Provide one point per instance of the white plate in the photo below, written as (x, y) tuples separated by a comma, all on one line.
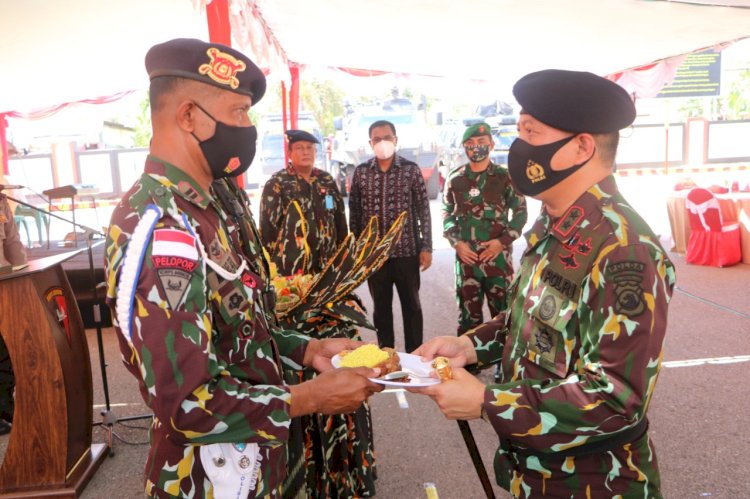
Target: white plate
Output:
[(419, 371)]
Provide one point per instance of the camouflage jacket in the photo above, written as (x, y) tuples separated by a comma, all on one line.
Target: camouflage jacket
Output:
[(581, 345), (320, 225), (195, 331), (477, 206)]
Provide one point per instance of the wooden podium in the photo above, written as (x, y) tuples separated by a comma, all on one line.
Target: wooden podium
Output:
[(49, 452)]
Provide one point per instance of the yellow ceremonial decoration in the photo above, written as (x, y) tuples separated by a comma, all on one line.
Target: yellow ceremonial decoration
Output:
[(364, 356)]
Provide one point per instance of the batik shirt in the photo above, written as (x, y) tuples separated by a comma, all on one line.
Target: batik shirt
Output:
[(581, 347), (198, 338), (301, 236), (386, 195), (477, 207)]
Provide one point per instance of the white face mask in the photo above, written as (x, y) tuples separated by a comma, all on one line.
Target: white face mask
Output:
[(384, 149)]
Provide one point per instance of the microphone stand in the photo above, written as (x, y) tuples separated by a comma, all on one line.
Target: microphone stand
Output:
[(108, 417)]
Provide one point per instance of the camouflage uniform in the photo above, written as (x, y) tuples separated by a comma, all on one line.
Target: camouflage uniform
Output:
[(324, 220), (329, 456), (476, 208), (199, 341), (580, 353)]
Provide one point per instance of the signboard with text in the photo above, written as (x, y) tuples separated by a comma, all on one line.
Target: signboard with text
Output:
[(699, 75)]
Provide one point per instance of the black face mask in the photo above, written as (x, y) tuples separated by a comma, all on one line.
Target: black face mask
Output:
[(530, 166), (231, 149)]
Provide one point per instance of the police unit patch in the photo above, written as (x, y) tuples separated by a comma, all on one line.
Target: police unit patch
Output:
[(559, 282), (548, 308), (174, 283), (628, 279), (175, 257), (543, 341)]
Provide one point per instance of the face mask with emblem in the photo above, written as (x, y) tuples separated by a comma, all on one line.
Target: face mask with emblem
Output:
[(530, 166), (231, 149), (477, 153)]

§

**The task:**
Copy the data from its first line through the line containing "[(49, 452)]", inclusive, swapping "wooden podium" for "wooden lectern" wherever it occurs and keeping everything else the same. Leave the pictures out.

**Task result:**
Provide one point per instance of the white plate in the photo below, written as (x, y) tuples separated by a comma, all on one line.
Target: white plate
Output:
[(419, 371)]
Provide one point per instance of the camouflage jacket in the photo above, written as (x, y) tuples separated by a comma, all on one line.
Target: camouflage jacket
Output:
[(581, 345), (320, 225), (195, 331), (477, 206)]
Provide one point per instance of the wooden lectern in the photo above, written as (x, y) tuples separated by a comma, all on one line.
Target: wooden lectern
Output:
[(49, 452)]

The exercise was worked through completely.